» Work to complete: Please duplicate the stretch from "At once the" through "quest for beauty." in the Helen Merrill review below, word for word.

--- begin Text passage ---

Music-making, from conception to realization, is contaminated by the rhetoric of personality. And even more than instrumental music, vocal performances are often poorly served by language focused on the desires and disappointments, frustrations and satisfactions of the artist's "self" rather than on the "art." But quite apart from the self-expression (since the Romantic era, a birthright of every child) that inescapably clings to the creative process, what remains is something new that has come into being—a creation, moreover, that is vibrant, whole and, most importantly, universal in its appeal and potential to communicate with others.

At once the most sympathetic and tragic of the major Romantic poets, John Keats, who died at the same age as trumpeter Clifford Brown (25), decried the cult of personality, looking to Shakespeare for the single quality distinguishing the major from the minor artist. The supreme creator, Keats concluded after consideration of the Bard's plays, is the one who possesses "negative capability." Elaborating only sparingly on his oxymoronic, paradoxical phrase, he explained that an insistence on black and white certainty, reassuringly positive outcomes, and stable meanings or absolute truths is antithetical to the quest for beauty.

Helen Merrill's singular focus on the song and the art of jazz singing, while not winning her throngs of listeners, has certainly attracted the ones who count—for starters, musicians such as trumpeter Clifford Brown (Helen Merrill with Clifford Brown, Emarcy, 1954), arrangers Gil Evans (Dream of You, Emarcy, 1956) and Quincy Jones, pianist Bill Evans, trumpeter Miles Davis, and pianist Marian McPartland. In his informative and insightful notes written for this 2008 edition of Casa Forte, the second disc reviewed here, Joe Sullivan insists that what "truly sets Merrill apart" and secures her a place in the pantheon of the greatest jazz singers is her ability to go "straight to the heart of the lyric," revealing herself "so intimately and completely" that she must be counted among the most "courageous of jazz singers."



Anyone who listens to the music on either of these discs, from sessions recorded fifteen years apart, should have no difficulty agreeing with Sullivan's statement about Helen Merrill's ability to penetrate a song's essence lyrically and musically, in effect making it her own. But the element of "courage" could as easily be seen in her willingness to trust her material and her listener's discernment as much as the laying bare of the performer's "innermost personal thoughts and passions."

--- end Text passage ---
--- begin Given data ---

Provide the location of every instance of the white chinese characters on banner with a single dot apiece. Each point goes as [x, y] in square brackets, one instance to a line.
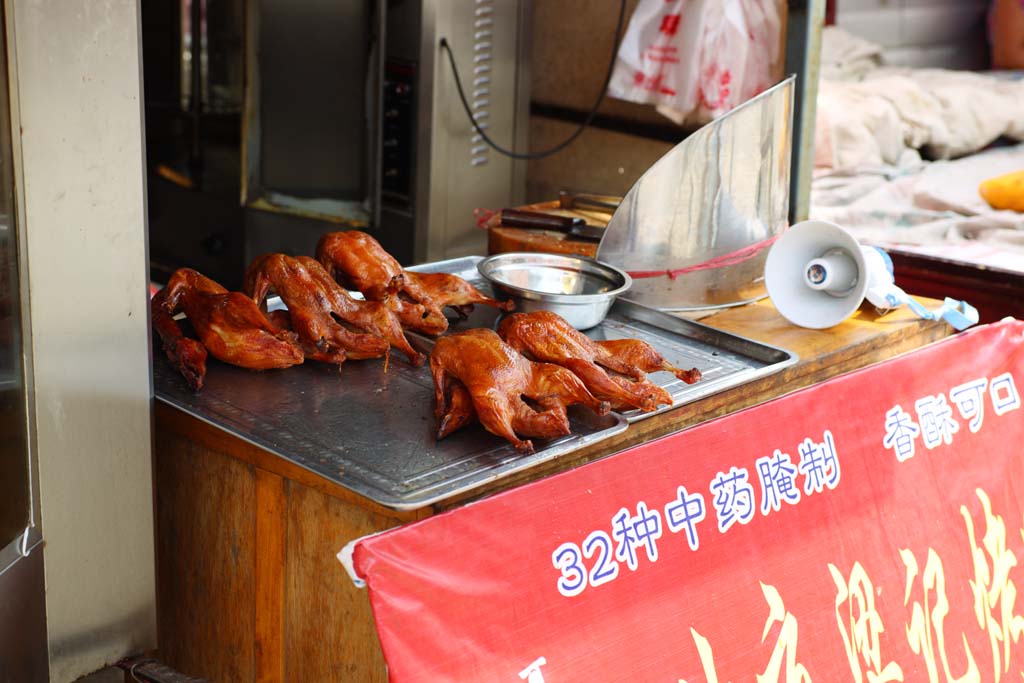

--- end Given data ---

» Result of the exercise:
At once the most sympathetic and tragic of the major Romantic poets, John Keats, who died at the same age as trumpeter Clifford Brown (25), decried the cult of personality, looking to Shakespeare for the single quality distinguishing the major from the minor artist. The supreme creator, Keats concluded after consideration of the Bard's plays, is the one who possesses "negative capability." Elaborating only sparingly on his oxymoronic, paradoxical phrase, he explained that an insistence on black and white certainty, reassuringly positive outcomes, and stable meanings or absolute truths is antithetical to the quest for beauty.